_Directions_: Rewrite every one of the records below, replacing "Annotate" with "Mark" wherever it occurs and leaving everything else unchanged.

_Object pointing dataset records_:
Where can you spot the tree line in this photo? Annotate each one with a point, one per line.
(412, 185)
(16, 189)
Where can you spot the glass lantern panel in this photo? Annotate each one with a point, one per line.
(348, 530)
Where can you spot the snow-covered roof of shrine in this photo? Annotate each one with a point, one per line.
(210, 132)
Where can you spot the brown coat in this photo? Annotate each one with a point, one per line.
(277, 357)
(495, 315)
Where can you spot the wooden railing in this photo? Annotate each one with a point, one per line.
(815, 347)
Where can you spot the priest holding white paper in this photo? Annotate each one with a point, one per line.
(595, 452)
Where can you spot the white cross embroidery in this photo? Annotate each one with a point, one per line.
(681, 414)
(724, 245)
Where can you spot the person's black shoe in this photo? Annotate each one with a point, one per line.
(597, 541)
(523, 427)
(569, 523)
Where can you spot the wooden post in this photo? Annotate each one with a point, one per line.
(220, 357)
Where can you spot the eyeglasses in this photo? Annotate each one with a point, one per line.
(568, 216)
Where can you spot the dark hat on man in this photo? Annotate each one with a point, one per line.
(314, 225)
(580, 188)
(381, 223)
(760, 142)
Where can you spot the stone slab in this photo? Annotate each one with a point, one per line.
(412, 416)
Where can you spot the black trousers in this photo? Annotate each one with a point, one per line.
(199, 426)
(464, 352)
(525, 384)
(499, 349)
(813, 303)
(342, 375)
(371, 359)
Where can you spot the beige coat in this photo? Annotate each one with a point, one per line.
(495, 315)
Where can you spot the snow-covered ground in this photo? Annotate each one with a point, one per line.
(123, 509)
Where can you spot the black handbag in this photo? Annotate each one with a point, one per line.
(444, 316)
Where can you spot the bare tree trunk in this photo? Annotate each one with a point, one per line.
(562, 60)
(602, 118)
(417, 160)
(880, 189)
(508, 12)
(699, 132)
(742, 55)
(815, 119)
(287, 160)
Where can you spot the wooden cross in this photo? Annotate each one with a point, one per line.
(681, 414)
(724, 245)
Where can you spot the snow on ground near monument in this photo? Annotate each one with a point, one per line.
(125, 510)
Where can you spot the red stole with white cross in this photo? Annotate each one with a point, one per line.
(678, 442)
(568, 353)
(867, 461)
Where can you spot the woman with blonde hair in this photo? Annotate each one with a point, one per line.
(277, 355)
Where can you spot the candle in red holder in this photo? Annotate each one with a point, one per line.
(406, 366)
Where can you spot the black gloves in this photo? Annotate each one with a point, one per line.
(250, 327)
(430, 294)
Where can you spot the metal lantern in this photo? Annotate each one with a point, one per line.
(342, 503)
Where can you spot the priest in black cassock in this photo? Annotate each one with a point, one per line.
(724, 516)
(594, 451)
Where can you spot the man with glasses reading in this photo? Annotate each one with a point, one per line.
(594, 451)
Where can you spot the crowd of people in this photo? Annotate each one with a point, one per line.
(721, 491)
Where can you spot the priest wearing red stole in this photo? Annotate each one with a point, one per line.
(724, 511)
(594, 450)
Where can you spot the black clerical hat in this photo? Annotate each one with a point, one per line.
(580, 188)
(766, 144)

_Response to this exercise_:
Where can you spot the tree line in this photo? Mark each one with a point, one per line.
(412, 185)
(16, 189)
Where can you spot the glass lantern panel in this photo? Mark each one with a point, one per line.
(348, 530)
Where can you spot the snow-covered roof of shrine in this photo? Mark each one with a point, one per line.
(210, 132)
Where can you spot the brown coat in this photo? Mark each one with a point, one per line.
(277, 357)
(495, 315)
Where can you spot the wooden railing in this photo? Mark each one with a point, one per line.
(815, 347)
Where can you spot the priest holding white paper in this photo? Mark each one with a point, one per line.
(595, 452)
Where can you spot the white cross embroidery in this photo? Mark each one with a point, one per line.
(681, 414)
(724, 245)
Where can you spot the person's black shoe in this photo? Mark each one with a point, one per line.
(597, 541)
(523, 427)
(569, 523)
Where can you spot the wooden post in this photo? Mark each one with a point, one per line.
(220, 357)
Where can you spot the eyeglasses in this photo? Mark each one with a point, one per line.
(568, 216)
Where can you spot the dark hat on man in this photo? Mark each one with a point, one per line.
(314, 225)
(580, 188)
(381, 223)
(760, 142)
Where can you spot the stone slab in this photo? Mark each one with a point, one per line.
(412, 416)
Where can you spot the black trousers in this photo? Mark each one with a point, one per line.
(199, 426)
(464, 352)
(525, 384)
(499, 349)
(813, 303)
(342, 375)
(371, 359)
Where can you spot the beige coat in this photo? Mark each one with a point, one per line.
(495, 315)
Where can you spot the snow-covered ground in this photo? Mark each one with a point, one per line.
(123, 509)
Where can you spot the black handbag in this photo? Mark each one with a point, one per line.
(444, 316)
Where can you spot the bare tree trunk in this photo? Mark each one with a point, one per line.
(562, 60)
(602, 118)
(417, 160)
(880, 189)
(508, 12)
(699, 132)
(742, 55)
(815, 119)
(287, 160)
Where can you spot the wooden cross in this photo? Mark each one with a point, one per line.
(681, 414)
(724, 245)
Where can you spot the snow on ground near monument in this photo? Mark each one with a point, one per line.
(125, 510)
Where can you spot the red stole with white cross in this photo? Mark each one with a point, one per line.
(678, 442)
(568, 353)
(867, 461)
Where can you spot the woman with blonde hair in this photo? Mark each one with a point, one per line.
(277, 355)
Where can you spot the candle in red holder in this photo? Mark each one with a point, one per line.
(406, 366)
Where can you spot the black gloves in this photo? Mark each one with a point, one per line.
(250, 327)
(430, 294)
Where can you spot the metal lantern in this photo? Mark each one with a point, one per line.
(342, 503)
Where can you spot the priest in black cassock in this photo? Mark each one with a point, one per line.
(724, 516)
(594, 451)
Where can you spot the man with glasses reading in this photo? Mark each one with a point, one per line.
(594, 451)
Where can you spot the crowd of people in this photo? Mark each one with a point, one per line.
(721, 491)
Where can you spot the priest wearing red stole in this photo? Mark each one with a point, one per line.
(724, 511)
(594, 450)
Where can you spot the black clerical hat in this photo? Mark each one with a point, one per line.
(580, 188)
(766, 144)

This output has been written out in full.